• _Parts of the exercise_
A. Translate this sentence from the article on the dementia lecture into Spanish: "And there are many other forms of dementia with different causes than those of Alzheimer's, he noted."
B. Carry on the article on the dementia lecture from the point where it stops.

• _Exercise passage_
--- START ---
March 5, 2015 -- William Winslade, distinguished visiting professor of law at the University of Houston Law Center, recently told a University gathering it’s vital that people make their preferences about end-of-life issues known in a legally binding way before the onset of late-stage dementia.
Winslade, who teaches, lectures, and writes about legal aspects of bioethics and mental health, spoke on “Dementia: Legal, Ethical and Psychological Issues” Feb. 26 as part of the Blaffer Art Museum’s “Innovation Series.” The lectures and programs relate to the exhibition “Janet Biggs: Echo of the Unknown,” which explores the role of memory in the construction of identity.
Winslade, who is also associate director of the UH Law Center’s graduate programs, has practiced both as a lawyer and a psychoanalyst, among other achievements. His book “Confronting Traumatic Brain Injury: Devastation, Hope and Healing,” was nominated by Yale University for a Pulitzer Prize.
Winslade said that in the 1980s, when Alzheimer’s disease was beginning to be more frequently diagnosed, it was often misdiagnosed – many patients actually had severe forms of depression. And there are many other forms of dementia with different causes than those of Alzheimer’s, he noted.
--- END ---
• _Dataset extract_
--- START ---
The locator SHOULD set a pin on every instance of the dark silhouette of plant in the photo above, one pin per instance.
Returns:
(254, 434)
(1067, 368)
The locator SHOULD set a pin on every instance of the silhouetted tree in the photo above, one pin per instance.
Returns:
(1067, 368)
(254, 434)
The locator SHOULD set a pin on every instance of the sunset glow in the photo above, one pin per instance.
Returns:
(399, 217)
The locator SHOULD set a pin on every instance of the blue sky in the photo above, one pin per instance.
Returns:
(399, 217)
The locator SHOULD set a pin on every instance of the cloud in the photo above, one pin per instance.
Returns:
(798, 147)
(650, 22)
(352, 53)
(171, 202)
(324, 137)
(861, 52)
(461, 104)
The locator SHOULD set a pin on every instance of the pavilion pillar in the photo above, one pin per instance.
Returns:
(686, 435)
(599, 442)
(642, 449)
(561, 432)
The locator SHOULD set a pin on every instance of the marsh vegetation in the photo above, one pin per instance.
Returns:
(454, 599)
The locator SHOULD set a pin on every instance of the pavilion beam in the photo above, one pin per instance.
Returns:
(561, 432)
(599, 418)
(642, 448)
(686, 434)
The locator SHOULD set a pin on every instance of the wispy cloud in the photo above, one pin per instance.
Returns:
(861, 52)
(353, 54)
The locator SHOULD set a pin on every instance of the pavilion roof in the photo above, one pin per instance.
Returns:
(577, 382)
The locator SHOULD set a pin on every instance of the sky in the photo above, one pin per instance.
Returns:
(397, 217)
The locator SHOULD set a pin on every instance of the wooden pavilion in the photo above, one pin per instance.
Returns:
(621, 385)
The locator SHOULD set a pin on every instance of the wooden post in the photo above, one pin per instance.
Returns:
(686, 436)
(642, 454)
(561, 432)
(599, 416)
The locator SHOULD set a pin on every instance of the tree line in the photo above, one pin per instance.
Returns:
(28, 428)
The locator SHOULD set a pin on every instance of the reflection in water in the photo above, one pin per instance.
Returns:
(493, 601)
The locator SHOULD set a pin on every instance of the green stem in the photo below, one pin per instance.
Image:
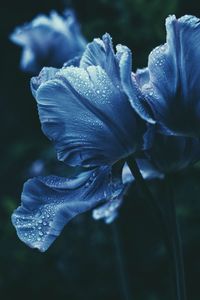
--- END ---
• _Per-task answers_
A. Y hay muchas otras formas de demencia con causas distintas de las del alzhéimer, señaló.

B.
In order to get a valid diagnosis of Alzheimer’s disease, Winslade said, doctors must perform a series of tests, possibly including brain scans, and talk to family members or other caregivers.
“Even then, one of the problems with making the diagnosis is that people don’t want to hear it. Because Alzheimer’s frightens everybody, both the patients and family members, because of the uncertainties,” he said.
“Once the diagnosis is made, the problem is who takes care of somebody that has dementia?” he asked, adding that Alzheimer’s is not a form that at present lends itself to treatment, other than palliative care.
“For doctors, the problem is if you can’t cure, what can you do? You have to provide comfort, and provide support. But doctors don’t routinely spend 24 hours a day with their patients,” he said.
Winslade recommended that everyone, before any diagnosis is made, should make their preferences for medical care in the event of a terminal or irreversible condition known in advance, and put them in a legally valid form through an advanced directive.
Winslade discussed two forms– a directive to physicians, which tells doctors and hospitals what the patient prefers, and a medical power of attorney for healthcare, in which a family member or other person is empowered to speak on the patient’s behalf. Winslade said the latter is the more preferable of the two, but both are valid.
But as long as patients are confronting Alzheimer’s disease or other forms of dementia, Winslade said, it is vital that healthcare professionals and caregivers work to make their lives as meaningful as possible. That can be achieved through providing opportunities for recreation and creativity, he said.